*INSTRUCTION*. Write a continuation of the text on religious education at key stage 4, picking up right after its last sentence.

*TEXT PASSAGE*.
* begin *

Access Key Definitions
Skip navigation
Access key details
Home page
Latest updates
Site map
Search
Frequently Asked Questions (FAQ)
Terms and conditions
National Curriculum

Religious education key stage 4 - Programme of study

Statutory subject with non-statutory content

Programme of study for key stage 4

See related downloads and key actions

Download the full programme of study [pdf 1mb]

The programme of learning is made up of:

Importance of Religious education key stage 4

Religious education provokes challenging questions about the ultimate meaning and purpose of life, beliefs about God, the self and the nature of reality, issues of right and wrong, and what it means to be human. It develops students’ knowledge and understanding of Christianity, other principal religions, other religious traditions, and other world views that offer answers to these challenging questions. It offers opportunities for personal reflection and spiritual development. It enhances students’ awareness and understanding of religions and beliefs, teachings, practices and forms of expression, as well as of the influence of religion on individuals, families, communities and cultures.

RE encourages students to learn from different religions, beliefs, values and traditions, while exploring their own beliefs and questions of meaning. It challenges students to reflect on, consider, analyse, interpret and evaluate issues of truth, belief, faith and ethics and to communicate their responses.

RE encourages students to develop their sense of identity and belonging. It enables them to flourish individually within their communities and as citizens in a diverse society and global community. RE has an important role in preparing students for adult life, employment and lifelong learning. It enables students to develop respect for and sensitivity to others, in particular those whose faiths and beliefs are different from their own. It promotes discernment and enables students to combat prejudice.

Explanatory text

Religious education: Religious education is a statutory subject in the curriculum, and all schools are legally obliged to teach it. Instead of statutory programmes of study at national level, the non-statutory national framework for RE, published by the Department for Education and Skills and the Qualifications and Curriculum Authority in 2004, offers national guidelines for the subject. The framework is intended to be used by local agreed syllabus conferences for the development of agreed syllabuses for RE, and by faith communities for the development of RE programmes.

The content of this non-statutory programme of study is substantially the same as the key stage 4 and years 12–13 element of the non-statutory national framework. The presentation and headings follow the format of the programmes of study for other subjects, to facilitate cross-curricular planning. Schools should use this programme and supporting guidance in the context of their local agreed syllabus or governors’ policy.

Community schools and voluntary controlled schools are required to teach RE according to their local agreed syllabus. Voluntary aided schools with a religious character are required to teach RE as determined by their governors in accordance with their trust deed.

Key concepts of Religious education key stage 4

There are a number of key concepts that underpin the study of RE. Students need to understand these concepts in order to deepen and broaden their knowledge, skills and understanding.

* end *

*Dataset entries*.
* begin *

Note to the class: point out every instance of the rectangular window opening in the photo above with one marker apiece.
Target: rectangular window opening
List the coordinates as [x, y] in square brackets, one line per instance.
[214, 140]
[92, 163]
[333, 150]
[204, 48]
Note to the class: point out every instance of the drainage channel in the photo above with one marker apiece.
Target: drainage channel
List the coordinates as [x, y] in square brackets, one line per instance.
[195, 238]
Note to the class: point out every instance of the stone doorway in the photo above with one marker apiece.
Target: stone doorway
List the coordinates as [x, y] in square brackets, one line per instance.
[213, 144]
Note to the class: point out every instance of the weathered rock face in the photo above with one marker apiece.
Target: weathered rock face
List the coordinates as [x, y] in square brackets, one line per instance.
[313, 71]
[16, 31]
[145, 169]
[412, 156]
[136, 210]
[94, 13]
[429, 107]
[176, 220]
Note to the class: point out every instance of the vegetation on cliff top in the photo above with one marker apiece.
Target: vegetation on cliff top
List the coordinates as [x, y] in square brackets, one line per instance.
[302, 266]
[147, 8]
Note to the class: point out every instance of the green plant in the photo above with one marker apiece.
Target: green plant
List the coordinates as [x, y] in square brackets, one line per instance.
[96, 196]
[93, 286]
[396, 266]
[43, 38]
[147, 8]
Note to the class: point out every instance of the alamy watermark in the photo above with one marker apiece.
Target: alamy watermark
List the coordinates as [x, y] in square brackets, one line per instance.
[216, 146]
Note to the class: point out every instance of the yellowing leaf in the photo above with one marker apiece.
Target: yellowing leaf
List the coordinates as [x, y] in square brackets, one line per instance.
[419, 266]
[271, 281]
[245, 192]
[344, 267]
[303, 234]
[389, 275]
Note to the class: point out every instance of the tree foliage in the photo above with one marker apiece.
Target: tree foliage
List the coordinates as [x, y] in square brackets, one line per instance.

* end *

*RESPONSE BELOW*.
1.1 Beliefs, teachings and sources

  1. Analysing teachings, sources, authorities and ways of life in order to understand religions and beliefs in historical and cultural context.

  2. Understanding and analysing beliefs, values and attitudes in relation to the human quest for meaning.

1.2 Practices and ways of life

  1. Explaining and evaluating the impact of religions and beliefs on how people live their lives.

  2. Analysing the ways in which the impact of religions and beliefs can vary according to context.

1.3 Expressing meaning

  1. Interpreting and evaluating many different sources and forms of religious, spiritual, moral and cultural expression.

1.4 Identity, diversity and belonging

  1. Explaining and analysing viewpoints on issues connecting personal and communal identity.

1.5 Meaning, purpose and truth

  1. Analysing and synthesising insights on ultimate questions that confront humanity.

1.6 Values and commitments

  1. Synthesising evidence and arguments about moral values and how they can relate to beliefs and experience.

  2. Evaluating their own and others’ values in order to make informed, rational and imaginative choices.

Explanatory text

Religions and beliefs: These include systems of thought that are religious and non-religious, theistic and non-theistic, Western and Eastern, Abrahamic and dharmic.

Understanding and analysing: Teachings, sources, authorities, practices and ways of life can help individuals and communities to give expression to their questions and answers in various ways. This could include understanding and analysing beliefs as expressions of the human quest for meaning, as experiences of the quest, and as answers to it.

Human quest for meaning: As students aged 14 to 16 grow towards cognitive, social and emotional maturity, their growing awareness of the human quest for meaning facilitates their spiritual and moral development, enriches their sense of identity in relation to beliefs and their sources, and contributes to their growing confidence, sense of freedom and responsibility.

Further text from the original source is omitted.